◆ PARTS OF THE EXERCISE
1. Translate this sentence from the piece on getting older into Spanish: "I truly felt like the older sister chaperoning her younger siblings somewhere."
2. Answer these questions using the piece on getting older:
(a) Which book did the writer want to curl up in a chair and read?
(b) At around what time did the writer suggest going home?
(c) What does the writer say cannot be worn at work if the writer wants to be taken seriously?

┌─ EXTRACT PROVIDED

I don’t really mind it so much, because I know and have
accepted that one of the basic facts of this world is that you will always and
always be older than somebody, just as someone will always be older than you.
But this weekend, I began to realize some things that I knew
that I know but I’ve never really taken a long, hard look at. Okay, I admit, it
was brought about by going out with 3 young colleagues the other night and
feeling so alienated by all the party music and people around me. And even
though I had a sorta kinda good time, all I wanted was to curl up in a chair
somewhere and read Kafka on the Shore. And when I told the guys that maybe we
should go home at around 1AM, they laughed and said that the night was actually
just beginning for them. I truly felt like the older sister chaperoning her
younger siblings somewhere.
So it got me thinking about all the things I’m too old to
enjoy/believe in. Some are sad realizations, some are just plain realistic.
I’m past the age of idealism. While I’m not yet totally
cynical, I find the idealism of some of the people around me too stifling. I
literally feel a hand clutching my neck when they insist that things SHOULD be
like this, that people SHOULD act like this. My dears, wait till you graduate
from college and work in the real world, and then tell me with a straight face
that it is actually so easy to be what you think you should be. If you can
still believe that after five years, then good for you. But if you can’t,
welcome to the real world dude.
I’m past the age when I could dress like up like an 18 year
old everyday. I used to think I could get away with it because of a certain
lack of height that makes me look younger than I really am. Every once in a
while, I still could, just for the heck of it. But I wouldn’t want to be one of
those people who are laughed at because they’re apparently trying to recapture
their youth by dressing up like they’re still teenagers. And in my line of
work, if I want to be taken seriously, I cannot wear jeans and a mickey mouse
t-shirt.
I’m past the age when I want to go out and party and meet
people in bars. Okay, I have to admit, I was never this person. The idea is
totally abhorrent to me (no offense to those who do this, it’s just not for
me). More and more I want to just sit somewhere and read or talk and drink
rather than drink the night away while techno music is pounding away on the
speakers.

└─
┌─ GIVEN INFORMATION

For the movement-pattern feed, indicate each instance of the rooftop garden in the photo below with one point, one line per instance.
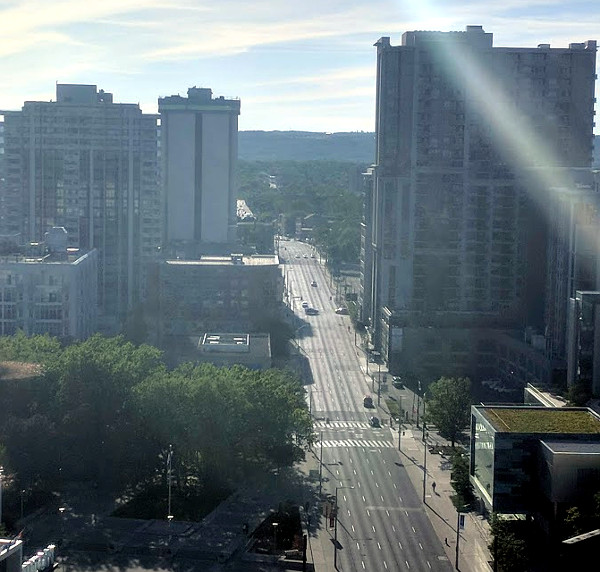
(542, 420)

└─

◆ EXPECTED RESPONSES
1. Realmente me sentí como la hermana mayor que acompaña a sus hermanos menores a algún lugar.

2.
(a) Kafka on the Shore
(b) Around 1AM
(c) Jeans and a mickey mouse t-shirt